[Texte affiché]
--------

C’est le ministère de l’Éducation qui le dit : l’éducation sexuelle sera désormais enseignée dans les écoles primaires. Une annonce qui a reçu un accueil mitigé. En effet, si certains estiment que les classes d’éducation sexuelle seront favorables aux élèves, d’autres, plus conservateurs, soulignent que ce genre d’enseignement devrait venir des parents. Cependant, au cœur de ce débat, demeure une question essentielle : qu’en est-il de la mixité dans les collèges? L’île Maurice est-elle prête pour la mixité scolaire ? L’express a essayé de répondre à la question.

 

 

«Non je ne serais jamais d’accord pour envoyer mes enfants dans un collège mixte. Pou ena bann move zafer ki kapav dérouler dan twalet lékol tou sa la». Voici la réaction sans filtre d’une mère de famille dont les deux enfants sont encore au primaire. Son fils est en Standard II et sa fille en Standard V.

--------

[Problème 1] Présentez sous forme de liste JSON de chaînes, une chaîne par ligne et sans les lignes vides, les lignes ci-dessous, en commençant à celle qui contient "Would you mind annotating the overcast" et en terminant à celle qui contient "Would you mind annotating the pagoda", les deux comprises.

--------

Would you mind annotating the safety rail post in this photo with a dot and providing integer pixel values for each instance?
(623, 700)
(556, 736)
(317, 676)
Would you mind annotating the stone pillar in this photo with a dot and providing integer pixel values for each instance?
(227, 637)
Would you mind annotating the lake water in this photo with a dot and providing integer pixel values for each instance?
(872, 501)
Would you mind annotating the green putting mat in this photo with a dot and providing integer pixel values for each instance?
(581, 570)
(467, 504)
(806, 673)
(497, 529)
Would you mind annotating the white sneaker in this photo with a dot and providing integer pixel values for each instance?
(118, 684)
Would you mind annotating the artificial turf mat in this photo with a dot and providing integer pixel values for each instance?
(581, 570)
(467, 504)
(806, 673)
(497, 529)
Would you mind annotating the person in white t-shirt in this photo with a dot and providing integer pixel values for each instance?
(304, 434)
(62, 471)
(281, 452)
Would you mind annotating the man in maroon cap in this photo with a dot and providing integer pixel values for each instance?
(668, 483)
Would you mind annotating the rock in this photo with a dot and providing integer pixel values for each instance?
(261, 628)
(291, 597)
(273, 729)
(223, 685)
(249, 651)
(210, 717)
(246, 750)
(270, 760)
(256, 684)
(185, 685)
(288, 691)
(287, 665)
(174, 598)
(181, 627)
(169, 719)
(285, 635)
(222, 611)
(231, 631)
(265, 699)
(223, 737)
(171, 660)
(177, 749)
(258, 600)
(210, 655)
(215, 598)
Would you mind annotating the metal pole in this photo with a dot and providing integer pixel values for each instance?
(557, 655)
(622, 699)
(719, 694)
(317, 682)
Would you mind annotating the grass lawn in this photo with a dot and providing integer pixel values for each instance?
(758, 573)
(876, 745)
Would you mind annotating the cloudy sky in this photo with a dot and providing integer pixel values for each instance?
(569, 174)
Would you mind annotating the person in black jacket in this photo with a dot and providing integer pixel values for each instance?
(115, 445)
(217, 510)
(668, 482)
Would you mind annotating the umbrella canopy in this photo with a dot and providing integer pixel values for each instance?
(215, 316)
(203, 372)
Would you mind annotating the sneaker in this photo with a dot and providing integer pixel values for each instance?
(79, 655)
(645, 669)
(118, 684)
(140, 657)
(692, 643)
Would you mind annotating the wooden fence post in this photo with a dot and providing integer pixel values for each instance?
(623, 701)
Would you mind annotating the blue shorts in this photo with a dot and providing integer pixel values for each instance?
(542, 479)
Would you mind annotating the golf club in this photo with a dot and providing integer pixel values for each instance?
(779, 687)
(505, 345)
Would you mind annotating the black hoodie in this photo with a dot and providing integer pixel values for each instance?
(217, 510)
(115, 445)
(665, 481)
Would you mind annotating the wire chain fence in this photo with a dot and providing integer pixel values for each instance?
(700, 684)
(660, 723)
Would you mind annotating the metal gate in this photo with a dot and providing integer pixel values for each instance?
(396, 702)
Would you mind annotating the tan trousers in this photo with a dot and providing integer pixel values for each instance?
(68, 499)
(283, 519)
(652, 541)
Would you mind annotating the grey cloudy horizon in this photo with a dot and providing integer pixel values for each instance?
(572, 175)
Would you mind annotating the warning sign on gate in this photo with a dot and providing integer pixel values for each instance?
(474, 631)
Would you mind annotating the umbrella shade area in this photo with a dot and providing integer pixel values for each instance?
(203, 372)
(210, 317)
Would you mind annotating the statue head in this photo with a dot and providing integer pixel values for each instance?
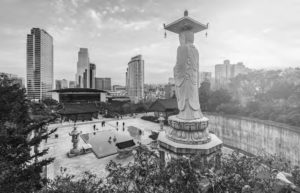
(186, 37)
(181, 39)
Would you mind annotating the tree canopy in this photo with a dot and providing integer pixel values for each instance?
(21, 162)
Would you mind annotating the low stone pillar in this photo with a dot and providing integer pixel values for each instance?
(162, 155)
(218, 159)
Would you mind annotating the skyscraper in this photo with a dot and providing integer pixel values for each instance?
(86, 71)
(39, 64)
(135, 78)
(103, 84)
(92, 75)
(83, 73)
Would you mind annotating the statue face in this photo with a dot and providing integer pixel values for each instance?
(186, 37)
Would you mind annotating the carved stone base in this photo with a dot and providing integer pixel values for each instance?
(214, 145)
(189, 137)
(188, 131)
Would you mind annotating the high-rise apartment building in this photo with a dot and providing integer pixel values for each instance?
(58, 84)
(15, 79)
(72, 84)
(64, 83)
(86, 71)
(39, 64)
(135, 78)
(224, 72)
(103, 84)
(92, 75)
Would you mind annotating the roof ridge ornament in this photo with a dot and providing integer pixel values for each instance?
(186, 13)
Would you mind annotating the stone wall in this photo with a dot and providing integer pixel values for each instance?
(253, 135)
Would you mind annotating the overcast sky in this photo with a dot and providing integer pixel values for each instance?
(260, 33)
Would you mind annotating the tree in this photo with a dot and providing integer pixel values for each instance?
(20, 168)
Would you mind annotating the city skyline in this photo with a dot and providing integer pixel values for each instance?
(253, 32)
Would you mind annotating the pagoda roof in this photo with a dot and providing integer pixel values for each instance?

--------

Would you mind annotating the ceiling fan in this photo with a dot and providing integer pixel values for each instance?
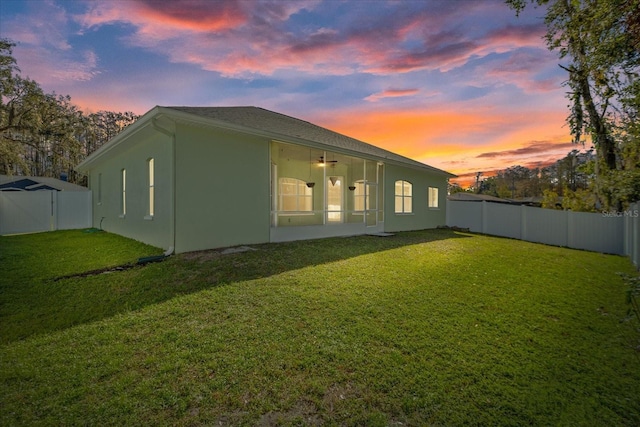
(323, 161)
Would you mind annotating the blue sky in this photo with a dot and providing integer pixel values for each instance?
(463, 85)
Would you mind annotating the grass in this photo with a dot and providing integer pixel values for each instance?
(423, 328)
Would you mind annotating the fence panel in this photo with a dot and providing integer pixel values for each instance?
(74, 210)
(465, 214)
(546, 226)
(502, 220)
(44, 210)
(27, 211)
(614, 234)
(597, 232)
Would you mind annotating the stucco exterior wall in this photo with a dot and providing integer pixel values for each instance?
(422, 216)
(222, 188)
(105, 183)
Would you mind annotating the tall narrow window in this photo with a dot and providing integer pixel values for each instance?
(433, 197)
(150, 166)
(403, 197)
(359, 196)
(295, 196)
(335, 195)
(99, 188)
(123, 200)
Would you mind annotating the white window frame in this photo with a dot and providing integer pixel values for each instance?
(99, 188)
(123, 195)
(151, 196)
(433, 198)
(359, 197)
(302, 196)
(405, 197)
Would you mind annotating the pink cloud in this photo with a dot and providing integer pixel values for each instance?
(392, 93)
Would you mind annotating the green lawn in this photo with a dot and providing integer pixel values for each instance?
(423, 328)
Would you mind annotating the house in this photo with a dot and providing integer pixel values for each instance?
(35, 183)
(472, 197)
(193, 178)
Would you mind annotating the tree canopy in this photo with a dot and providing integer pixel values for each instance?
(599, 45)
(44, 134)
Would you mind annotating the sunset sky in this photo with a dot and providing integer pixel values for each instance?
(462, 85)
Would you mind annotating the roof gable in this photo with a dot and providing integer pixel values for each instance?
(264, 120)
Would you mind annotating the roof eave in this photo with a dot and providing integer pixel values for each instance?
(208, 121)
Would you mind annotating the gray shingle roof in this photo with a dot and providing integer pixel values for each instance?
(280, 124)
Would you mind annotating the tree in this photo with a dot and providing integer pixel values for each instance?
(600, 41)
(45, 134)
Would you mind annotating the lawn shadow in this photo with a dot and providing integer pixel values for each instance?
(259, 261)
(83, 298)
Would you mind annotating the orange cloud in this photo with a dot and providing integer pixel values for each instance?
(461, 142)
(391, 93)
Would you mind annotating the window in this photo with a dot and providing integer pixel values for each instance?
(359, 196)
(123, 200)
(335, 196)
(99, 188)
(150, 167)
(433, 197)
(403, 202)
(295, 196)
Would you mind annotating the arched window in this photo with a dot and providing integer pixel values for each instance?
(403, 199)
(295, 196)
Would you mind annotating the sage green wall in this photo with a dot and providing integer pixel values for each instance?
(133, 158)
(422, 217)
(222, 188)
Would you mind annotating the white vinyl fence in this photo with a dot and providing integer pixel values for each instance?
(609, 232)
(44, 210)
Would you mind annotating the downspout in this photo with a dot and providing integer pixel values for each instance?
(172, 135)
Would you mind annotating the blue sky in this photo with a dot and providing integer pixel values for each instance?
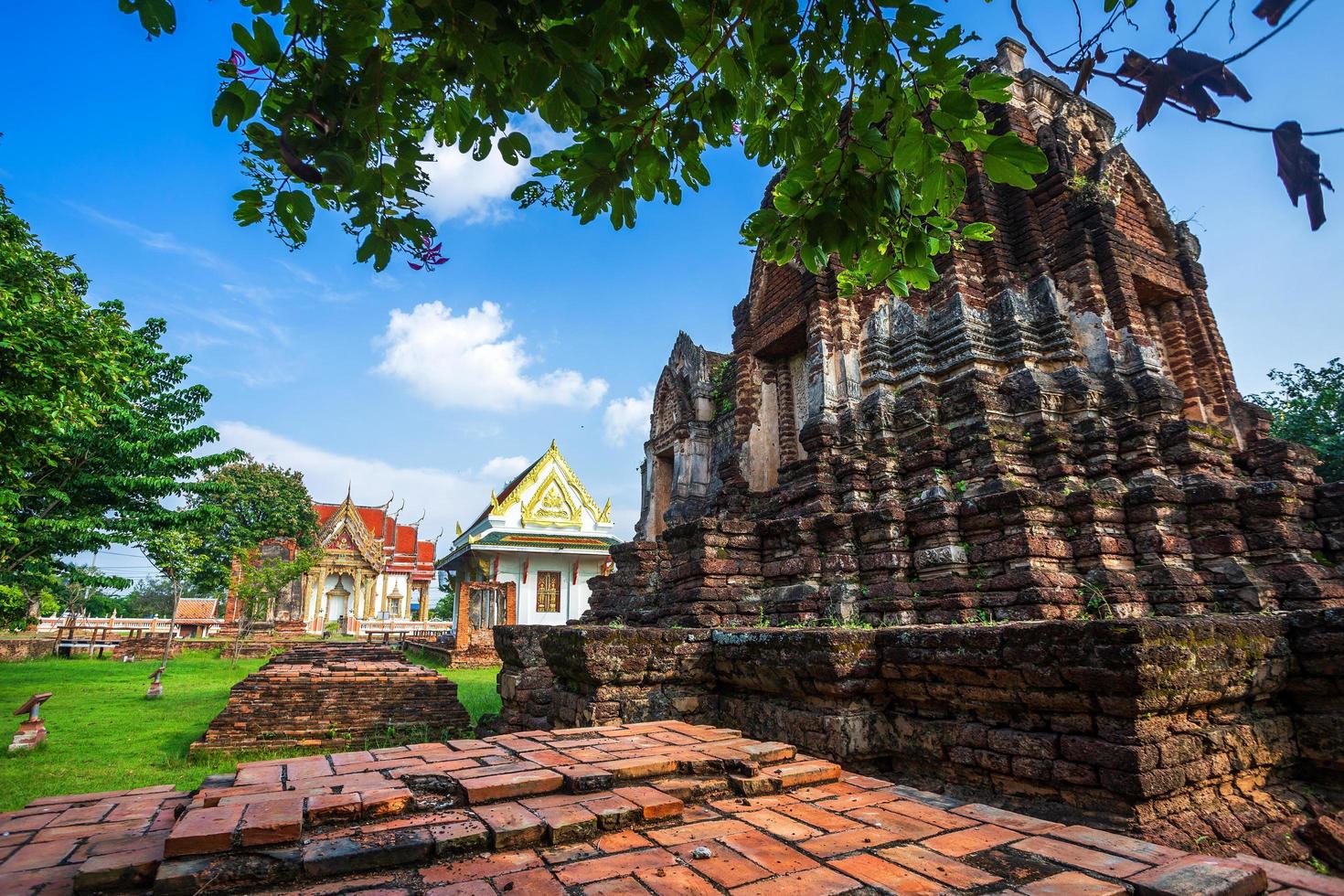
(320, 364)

--------

[Problème 2] Relevez, une seule fois chacun, tous les mots du texte sur la mixité scolaire qui désignent un membre de la famille.

[Sortie complète 1]
[
  "Would you mind annotating the overcast sky in this photo with a dot and providing integer pixel values for each instance?",
  "(260, 33)",
  "Would you mind annotating the tree in this photo with a dot and providing integer pixel values for each instance?",
  "(20, 168)",
  "Would you mind annotating the city skyline in this photo with a dot and providing integer pixel values for each instance?",
  "(253, 32)",
  "Would you mind annotating the pagoda roof in this photo with a dot and providing integer pixel values for each instance?"
]

[Sortie complète 2] parents, mère, enfants, fils, fille